--- Start ---

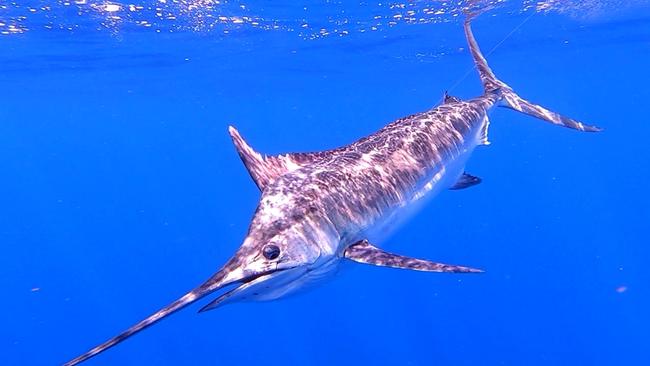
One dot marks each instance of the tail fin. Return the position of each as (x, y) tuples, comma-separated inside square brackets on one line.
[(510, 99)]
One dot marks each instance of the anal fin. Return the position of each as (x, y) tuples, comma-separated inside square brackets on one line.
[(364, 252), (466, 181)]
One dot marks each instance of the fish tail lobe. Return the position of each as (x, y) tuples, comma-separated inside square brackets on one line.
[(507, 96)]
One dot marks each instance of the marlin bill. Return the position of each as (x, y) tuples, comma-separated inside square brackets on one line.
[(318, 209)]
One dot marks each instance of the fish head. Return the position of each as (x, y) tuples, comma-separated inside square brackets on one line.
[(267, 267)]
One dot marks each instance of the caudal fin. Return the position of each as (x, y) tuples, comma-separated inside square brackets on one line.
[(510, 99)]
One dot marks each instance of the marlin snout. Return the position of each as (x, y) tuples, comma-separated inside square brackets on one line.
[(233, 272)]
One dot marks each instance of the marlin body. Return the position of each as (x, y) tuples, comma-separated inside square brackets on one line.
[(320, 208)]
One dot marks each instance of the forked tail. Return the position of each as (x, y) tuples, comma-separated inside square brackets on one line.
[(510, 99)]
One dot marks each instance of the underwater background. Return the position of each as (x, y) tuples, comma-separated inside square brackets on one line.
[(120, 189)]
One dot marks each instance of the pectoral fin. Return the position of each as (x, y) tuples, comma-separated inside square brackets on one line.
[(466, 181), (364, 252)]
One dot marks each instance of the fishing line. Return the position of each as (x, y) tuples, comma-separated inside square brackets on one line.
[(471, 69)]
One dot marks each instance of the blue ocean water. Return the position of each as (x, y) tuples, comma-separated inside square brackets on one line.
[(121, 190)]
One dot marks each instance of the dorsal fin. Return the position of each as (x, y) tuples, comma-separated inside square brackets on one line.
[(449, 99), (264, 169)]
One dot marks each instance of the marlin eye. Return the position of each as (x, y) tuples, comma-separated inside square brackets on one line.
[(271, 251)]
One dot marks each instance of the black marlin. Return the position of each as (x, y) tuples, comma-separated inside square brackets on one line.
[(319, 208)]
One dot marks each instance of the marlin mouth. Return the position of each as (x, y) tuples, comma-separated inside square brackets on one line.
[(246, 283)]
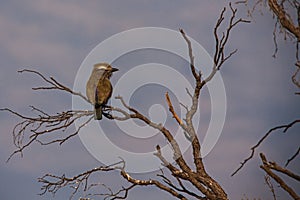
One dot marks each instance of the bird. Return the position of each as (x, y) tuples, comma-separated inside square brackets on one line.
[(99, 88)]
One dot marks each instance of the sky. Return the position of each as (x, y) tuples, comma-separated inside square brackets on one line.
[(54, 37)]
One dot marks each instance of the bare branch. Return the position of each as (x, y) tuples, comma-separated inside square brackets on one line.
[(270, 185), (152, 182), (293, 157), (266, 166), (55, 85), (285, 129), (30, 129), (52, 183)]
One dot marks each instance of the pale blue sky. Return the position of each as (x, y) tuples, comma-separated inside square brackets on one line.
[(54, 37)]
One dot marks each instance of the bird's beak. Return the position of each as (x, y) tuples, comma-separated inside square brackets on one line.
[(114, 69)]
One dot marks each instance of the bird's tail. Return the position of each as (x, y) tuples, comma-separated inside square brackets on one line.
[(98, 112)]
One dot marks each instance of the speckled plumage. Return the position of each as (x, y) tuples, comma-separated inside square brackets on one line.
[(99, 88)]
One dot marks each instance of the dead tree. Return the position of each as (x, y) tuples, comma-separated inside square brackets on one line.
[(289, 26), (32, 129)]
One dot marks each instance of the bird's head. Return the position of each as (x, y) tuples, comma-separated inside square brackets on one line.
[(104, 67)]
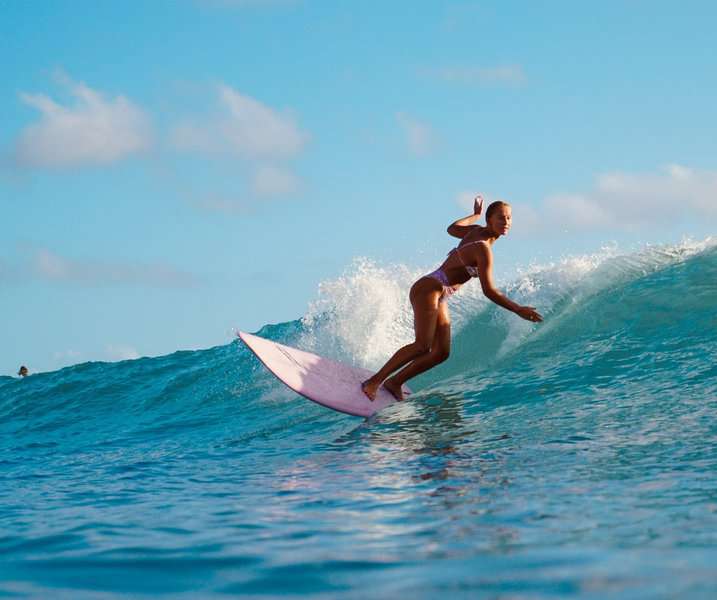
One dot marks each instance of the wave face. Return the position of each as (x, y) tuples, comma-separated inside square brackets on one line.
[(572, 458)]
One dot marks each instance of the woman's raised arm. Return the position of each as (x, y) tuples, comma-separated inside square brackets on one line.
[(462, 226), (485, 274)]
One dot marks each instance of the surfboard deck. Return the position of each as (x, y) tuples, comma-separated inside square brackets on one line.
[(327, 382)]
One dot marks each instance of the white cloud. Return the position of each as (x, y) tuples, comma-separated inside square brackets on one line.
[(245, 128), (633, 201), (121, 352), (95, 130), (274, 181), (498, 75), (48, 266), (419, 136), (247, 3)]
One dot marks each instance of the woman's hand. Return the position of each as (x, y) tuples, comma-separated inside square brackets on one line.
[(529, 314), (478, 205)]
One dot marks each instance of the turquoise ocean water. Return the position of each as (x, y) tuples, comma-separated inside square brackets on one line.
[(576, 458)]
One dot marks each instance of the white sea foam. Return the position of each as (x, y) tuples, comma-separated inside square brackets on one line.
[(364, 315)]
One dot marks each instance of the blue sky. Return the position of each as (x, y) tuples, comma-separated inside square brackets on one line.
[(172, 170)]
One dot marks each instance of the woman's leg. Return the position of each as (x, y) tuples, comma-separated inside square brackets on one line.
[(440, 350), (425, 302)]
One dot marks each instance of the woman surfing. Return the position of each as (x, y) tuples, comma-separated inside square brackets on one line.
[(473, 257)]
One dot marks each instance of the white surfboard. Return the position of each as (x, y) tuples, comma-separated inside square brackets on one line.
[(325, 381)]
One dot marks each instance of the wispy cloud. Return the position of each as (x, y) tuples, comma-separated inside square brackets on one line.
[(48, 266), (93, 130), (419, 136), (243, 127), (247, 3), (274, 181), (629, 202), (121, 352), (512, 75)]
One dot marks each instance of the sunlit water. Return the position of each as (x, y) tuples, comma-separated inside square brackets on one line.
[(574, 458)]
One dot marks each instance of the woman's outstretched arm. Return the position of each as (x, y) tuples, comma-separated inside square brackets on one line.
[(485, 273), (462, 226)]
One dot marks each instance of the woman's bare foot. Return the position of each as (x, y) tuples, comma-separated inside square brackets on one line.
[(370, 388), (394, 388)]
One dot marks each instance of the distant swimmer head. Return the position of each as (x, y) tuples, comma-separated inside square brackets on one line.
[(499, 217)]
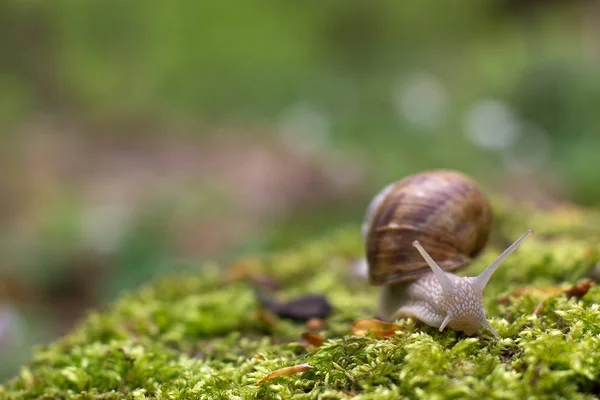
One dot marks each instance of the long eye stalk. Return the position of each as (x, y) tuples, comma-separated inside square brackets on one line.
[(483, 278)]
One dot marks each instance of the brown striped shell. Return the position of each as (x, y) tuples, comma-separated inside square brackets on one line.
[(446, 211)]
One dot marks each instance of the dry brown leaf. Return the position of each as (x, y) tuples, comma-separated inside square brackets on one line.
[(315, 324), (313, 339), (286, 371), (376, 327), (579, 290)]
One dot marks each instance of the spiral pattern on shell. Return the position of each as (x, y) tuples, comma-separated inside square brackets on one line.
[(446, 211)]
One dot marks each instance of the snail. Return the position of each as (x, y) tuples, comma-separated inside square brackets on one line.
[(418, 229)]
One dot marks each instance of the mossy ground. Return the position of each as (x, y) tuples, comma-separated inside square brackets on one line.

--- End ---

-- Your instructions --
In everything from the start of the records down to the line containing "[(471, 69)]", change "marlin" to "swordfish" and leave all else as it is. Give back only those lines, without the pictures.

-- Task solution --
One dot marks each instance of the tail fin. Return the position of each as (x, y) tuples, comma-separated inside square brackets on one line.
[(510, 99)]
One dot marks each instance of the anal fin. Return the position of each as (x, y) tuples, comma-separated inside square brackets on one line.
[(364, 252), (466, 181)]
One dot marks each instance of the fish tail lobe. Return the position of each as (x, y) tuples, comma-separated inside square brackets on one line.
[(507, 96)]
One dot marks each instance of the swordfish bill. Return the position of each as (x, y) tuples, comma-separated inside square brackets on one line.
[(318, 209)]
One dot marks each instance of the fish head. Return the position of each as (x, y) tuples, comma-separated inside square brackets on one line.
[(267, 267)]
One dot marks each instance of the caudal fin. Return the position of each as (x, y) tuples, comma-separated inside square brackets on one line.
[(510, 99)]
One dot marks each instance of the swordfish snout. Return the position of each as (x, y) tuples, comma-separated inside square brackets on one line.
[(233, 272)]
One dot marks each instance of the swordfish body. Return the position of each as (x, y) tuples, comma-separated inside square brackets on one line.
[(320, 208)]
One dot marks each instance of the forked tail. Return the position of each as (x, y) tuples, comma-separated inside square brackets on one line.
[(510, 99)]
One dot marks each instance of the underwater background. Return the position of each as (x, y) tuples, comma-separated inside square brackets on one line.
[(120, 189)]
One dot marks each instance of the pectoral fin. Return the position of each as (x, y) tuples, comma-separated inside square brackets on one line.
[(466, 181), (364, 252)]
One dot marks each instance of the fishing line. Return the position of each as (x, y) tuples, comma-separated inside square brackets on one line.
[(471, 69)]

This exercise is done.